**Task directions:** Lay out every line of the records below as a Markdown table with two columns: Row for the line number and Line for the line itself. Leave out any blank lines.

[Position annotation records]
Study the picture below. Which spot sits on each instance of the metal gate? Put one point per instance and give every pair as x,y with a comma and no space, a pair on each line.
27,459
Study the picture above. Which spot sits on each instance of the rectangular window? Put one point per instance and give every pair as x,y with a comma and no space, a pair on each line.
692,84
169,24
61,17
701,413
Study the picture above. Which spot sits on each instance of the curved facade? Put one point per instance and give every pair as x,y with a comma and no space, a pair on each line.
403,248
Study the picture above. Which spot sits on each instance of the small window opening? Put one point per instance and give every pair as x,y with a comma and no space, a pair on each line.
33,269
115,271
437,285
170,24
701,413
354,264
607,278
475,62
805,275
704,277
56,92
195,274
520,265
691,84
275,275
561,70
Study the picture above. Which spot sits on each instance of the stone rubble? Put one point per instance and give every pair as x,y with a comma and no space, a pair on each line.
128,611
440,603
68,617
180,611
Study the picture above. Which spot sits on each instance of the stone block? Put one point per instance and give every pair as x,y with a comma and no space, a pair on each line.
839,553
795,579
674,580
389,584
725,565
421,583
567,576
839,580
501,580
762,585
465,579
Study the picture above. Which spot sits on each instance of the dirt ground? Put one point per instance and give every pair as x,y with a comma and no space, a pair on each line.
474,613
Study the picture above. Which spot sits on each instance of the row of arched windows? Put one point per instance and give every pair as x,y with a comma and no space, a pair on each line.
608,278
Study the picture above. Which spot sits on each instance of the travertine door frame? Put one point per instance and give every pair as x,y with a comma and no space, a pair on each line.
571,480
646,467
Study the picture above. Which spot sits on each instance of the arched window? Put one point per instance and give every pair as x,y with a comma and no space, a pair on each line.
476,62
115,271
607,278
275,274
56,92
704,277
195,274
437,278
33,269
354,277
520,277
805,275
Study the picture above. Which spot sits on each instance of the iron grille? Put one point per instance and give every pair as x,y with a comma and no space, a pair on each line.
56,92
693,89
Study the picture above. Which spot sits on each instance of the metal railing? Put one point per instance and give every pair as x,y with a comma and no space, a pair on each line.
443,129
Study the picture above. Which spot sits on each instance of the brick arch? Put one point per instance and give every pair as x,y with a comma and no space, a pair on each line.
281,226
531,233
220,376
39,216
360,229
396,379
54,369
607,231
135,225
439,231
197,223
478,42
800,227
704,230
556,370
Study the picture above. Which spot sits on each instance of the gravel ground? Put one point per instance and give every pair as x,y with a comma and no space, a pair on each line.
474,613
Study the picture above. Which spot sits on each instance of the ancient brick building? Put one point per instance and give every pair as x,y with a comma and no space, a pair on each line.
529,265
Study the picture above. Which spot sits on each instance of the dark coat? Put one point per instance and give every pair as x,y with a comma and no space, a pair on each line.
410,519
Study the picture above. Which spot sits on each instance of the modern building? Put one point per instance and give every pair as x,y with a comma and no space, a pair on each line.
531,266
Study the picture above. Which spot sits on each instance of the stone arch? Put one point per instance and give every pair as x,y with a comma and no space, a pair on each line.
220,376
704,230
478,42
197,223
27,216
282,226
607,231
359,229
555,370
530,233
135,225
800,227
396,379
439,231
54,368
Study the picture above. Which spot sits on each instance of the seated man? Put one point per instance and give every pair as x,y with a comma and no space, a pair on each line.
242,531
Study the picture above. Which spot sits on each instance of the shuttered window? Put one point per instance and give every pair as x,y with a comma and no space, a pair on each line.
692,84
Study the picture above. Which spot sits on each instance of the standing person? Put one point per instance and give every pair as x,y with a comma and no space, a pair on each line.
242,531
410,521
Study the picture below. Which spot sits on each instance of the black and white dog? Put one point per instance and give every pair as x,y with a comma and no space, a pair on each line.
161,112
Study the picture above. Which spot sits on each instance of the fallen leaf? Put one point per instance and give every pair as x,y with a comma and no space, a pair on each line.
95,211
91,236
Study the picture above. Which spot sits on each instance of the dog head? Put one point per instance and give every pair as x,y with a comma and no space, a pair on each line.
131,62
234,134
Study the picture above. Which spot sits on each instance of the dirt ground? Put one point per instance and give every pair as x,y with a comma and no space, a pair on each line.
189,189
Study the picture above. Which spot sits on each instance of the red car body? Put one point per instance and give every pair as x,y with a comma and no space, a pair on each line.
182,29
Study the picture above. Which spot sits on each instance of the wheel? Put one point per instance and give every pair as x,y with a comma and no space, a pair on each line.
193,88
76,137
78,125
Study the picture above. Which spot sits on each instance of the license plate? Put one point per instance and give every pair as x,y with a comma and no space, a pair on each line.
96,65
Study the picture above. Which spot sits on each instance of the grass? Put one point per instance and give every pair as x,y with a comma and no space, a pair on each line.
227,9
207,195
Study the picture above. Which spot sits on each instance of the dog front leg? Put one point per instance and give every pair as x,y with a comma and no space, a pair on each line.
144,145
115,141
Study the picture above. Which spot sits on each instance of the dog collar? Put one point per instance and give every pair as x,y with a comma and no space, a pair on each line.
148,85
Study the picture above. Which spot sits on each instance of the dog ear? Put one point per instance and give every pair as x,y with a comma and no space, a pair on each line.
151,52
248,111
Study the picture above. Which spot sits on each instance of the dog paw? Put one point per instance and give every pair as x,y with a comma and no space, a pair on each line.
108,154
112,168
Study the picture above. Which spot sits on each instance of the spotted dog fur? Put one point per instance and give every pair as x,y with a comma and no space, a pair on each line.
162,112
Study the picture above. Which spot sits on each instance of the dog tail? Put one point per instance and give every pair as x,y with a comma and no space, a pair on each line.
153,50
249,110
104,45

**Answer to this task:**
| Row | Line |
|---|---|
| 1 | Study the picture below. Which spot sits on each instance of the metal gate? Put one point per instance and give every pair as x,y with a comma and no space, a pair on each line. |
| 2 | 27,459 |
| 3 | Study the picture above. Which spot sits on each instance of the rectangular window? Put one point per instance and give every pair as x,y with a comma and no space, a pair on each line. |
| 4 | 692,84 |
| 5 | 169,24 |
| 6 | 61,17 |
| 7 | 701,413 |
| 8 | Study the picture above. Which spot sits on each instance of the curved facade? Put one point per instance and give every pair as x,y with a comma and no space, a pair on each line. |
| 9 | 403,248 |
| 10 | Study the picture above. Which spot sits on each instance of the small window opening? Put one point per instance and give every pair as x,y with a comma and no space, a pair on each line. |
| 11 | 33,269 |
| 12 | 115,271 |
| 13 | 437,285 |
| 14 | 170,24 |
| 15 | 701,413 |
| 16 | 354,264 |
| 17 | 607,278 |
| 18 | 475,62 |
| 19 | 805,275 |
| 20 | 704,277 |
| 21 | 56,92 |
| 22 | 195,274 |
| 23 | 520,265 |
| 24 | 691,84 |
| 25 | 275,275 |
| 26 | 561,70 |
| 27 | Study the picture above. Which spot sits on each instance of the stone rubble? Put one point per instance and give every pair as x,y with a comma and no space, a pair on each line. |
| 28 | 128,611 |
| 29 | 440,603 |
| 30 | 68,617 |
| 31 | 180,611 |
| 32 | Study the picture above. Which spot sits on each instance of the stone block? Put one point per instance and give every pair as x,y with a comma and no space, a pair on each line. |
| 33 | 839,553 |
| 34 | 795,579 |
| 35 | 674,580 |
| 36 | 389,584 |
| 37 | 725,565 |
| 38 | 421,583 |
| 39 | 567,576 |
| 40 | 839,580 |
| 41 | 501,580 |
| 42 | 762,585 |
| 43 | 465,579 |
| 44 | Study the picture above. Which spot sits on each instance of the dirt ground? Put one point per instance and give every pair as x,y with a comma and no space, a pair on each line. |
| 45 | 474,613 |
| 46 | Study the picture above. Which spot sits on each instance of the row of arched windows? Put one point per instance and give every pair as x,y with a comma and no space, a pair on each line. |
| 47 | 608,278 |
| 48 | Study the picture above. Which spot sits on each instance of the travertine door frame? Put one point per instance and give every pair as x,y with a comma and no space, a pair on each line. |
| 49 | 571,480 |
| 50 | 646,467 |
| 51 | Study the picture above. Which spot sits on each instance of the arched window? Put one point per instance and give every pair as x,y with a comma and no space, a pair on each line. |
| 52 | 476,62 |
| 53 | 115,271 |
| 54 | 607,278 |
| 55 | 275,274 |
| 56 | 56,92 |
| 57 | 704,277 |
| 58 | 195,274 |
| 59 | 437,278 |
| 60 | 33,269 |
| 61 | 354,277 |
| 62 | 520,277 |
| 63 | 805,275 |
| 64 | Study the picture above. Which spot sits on each instance of the iron grille? Put one point per instance and give every pair as x,y with a comma and no space, a pair on each line. |
| 65 | 56,92 |
| 66 | 693,89 |
| 67 | Study the picture above. Which spot sits on each instance of the metal railing? Put one point per instance and give every pair as x,y with a comma and no space, a pair on each line. |
| 68 | 443,129 |
| 69 | Study the picture above. Which spot sits on each instance of the brick arch? Put one point per instance and give every pair as x,y with a comma and no space, a pair on each line. |
| 70 | 281,226 |
| 71 | 531,233 |
| 72 | 220,376 |
| 73 | 39,216 |
| 74 | 360,229 |
| 75 | 396,379 |
| 76 | 54,369 |
| 77 | 607,231 |
| 78 | 135,225 |
| 79 | 439,231 |
| 80 | 197,223 |
| 81 | 478,42 |
| 82 | 800,227 |
| 83 | 704,230 |
| 84 | 556,370 |
| 85 | Study the picture above. Which spot sits on each instance of the gravel ground? Put one point per instance and give every pair as x,y with a comma and no space, a pair on each line. |
| 86 | 474,613 |
| 87 | Study the picture above. Which spot sits on each instance of the ancient brick building? Put one point per instance and give every pair as x,y with a comma and no space, a pair on each line. |
| 88 | 529,265 |
| 89 | Study the picture above. Which spot sits on each instance of the dark coat? Put one point per instance and give every pair as x,y with a comma and no space, a pair on each line. |
| 90 | 410,519 |
| 91 | Study the picture above. Which spot sits on each instance of the modern building? Put one point per instance and give every pair as x,y with a comma and no space, a pair on each line. |
| 92 | 531,266 |
| 93 | Study the picture above. Which spot sits on each instance of the stone arch? Put one point per instance and give every pair as x,y with a comma and no space, a pair on each line. |
| 94 | 220,376 |
| 95 | 704,230 |
| 96 | 478,42 |
| 97 | 197,223 |
| 98 | 27,216 |
| 99 | 282,226 |
| 100 | 607,231 |
| 101 | 359,229 |
| 102 | 555,370 |
| 103 | 530,233 |
| 104 | 135,225 |
| 105 | 800,227 |
| 106 | 396,379 |
| 107 | 439,231 |
| 108 | 54,368 |
| 109 | Study the picture above. Which spot sits on each instance of the seated man? Put one point per instance and give every pair as x,y with a comma and no space, a pair on each line. |
| 110 | 242,531 |
| 111 | Study the picture above. Which spot sits on each instance of the shuttered window? Put one point per instance and give every pair as x,y with a comma and no space, a pair on each line. |
| 112 | 692,84 |
| 113 | Study the picture above. Which spot sits on each instance of the standing person? Put one point per instance and give every pair as x,y with a comma and no space, a pair on each line. |
| 114 | 242,531 |
| 115 | 410,521 |
| 116 | Study the picture below. Which spot sits on each instance of the black and white dog? Put one point per instance and give every pair as x,y with a comma and no space, a pair on each line. |
| 117 | 161,112 |
| 118 | Study the picture above. Which spot sits on each instance of the fallen leaf? Put one point per instance and give every pair as x,y with a comma and no space, a pair on each line. |
| 119 | 95,211 |
| 120 | 91,236 |
| 121 | Study the picture above. Which spot sits on each instance of the dog head? Put one point per instance and give every pair as x,y with a comma and no space, a pair on each line. |
| 122 | 131,62 |
| 123 | 234,134 |
| 124 | Study the picture above. Which spot sits on each instance of the dirt ground? Put one point per instance and give every pair as x,y with a comma and no space, a pair on each line. |
| 125 | 189,189 |
| 126 | Study the picture above. Which spot sits on each instance of the red car body? Put one point per instance and give every pair as x,y with a comma and no space, a pair on each line. |
| 127 | 182,29 |
| 128 | Study the picture above. Which spot sits on each instance of the wheel? Put one point per instance and give every pair as x,y with a comma and no space, a pair on each line. |
| 129 | 193,88 |
| 130 | 76,137 |
| 131 | 78,125 |
| 132 | Study the picture above. Which spot sits on each instance of the license plate? Put one point per instance and give every pair as x,y with a comma and no space, a pair on each line. |
| 133 | 96,65 |
| 134 | Study the picture above. Which spot sits on each instance of the grass? Put one point per instance and give every pair as x,y with a comma and no space, a pair on each line. |
| 135 | 227,9 |
| 136 | 207,195 |
| 137 | Study the picture above. Which spot sits on each instance of the dog front leg? Put one point per instance and give every pair as x,y with a comma and no space, a pair on each line. |
| 138 | 144,145 |
| 139 | 115,141 |
| 140 | Study the picture above. Which spot sits on each instance of the dog collar? Put one point per instance and give every pair as x,y with a comma and no space, a pair on each line. |
| 141 | 148,85 |
| 142 | Study the picture above. Which spot sits on each instance of the dog ear? Put one point per instance and give every pair as x,y with a comma and no space, a pair on each line. |
| 143 | 151,52 |
| 144 | 248,111 |
| 145 | Study the picture above. Which spot sits on each instance of the dog paw? Put one point per instance and give every pair as x,y with a comma and no space, a pair on each line. |
| 146 | 108,154 |
| 147 | 112,168 |
| 148 | Study the picture above. Which spot sits on each instance of the spotted dog fur? Put one point per instance and give every pair as x,y with a comma and no space, a pair on each line. |
| 149 | 162,112 |
| 150 | Study the picture above. Which spot sits on each instance of the dog tail? Put one point per instance and give every pair as x,y with a comma and no space, a pair on each line. |
| 151 | 153,50 |
| 152 | 249,110 |
| 153 | 104,45 |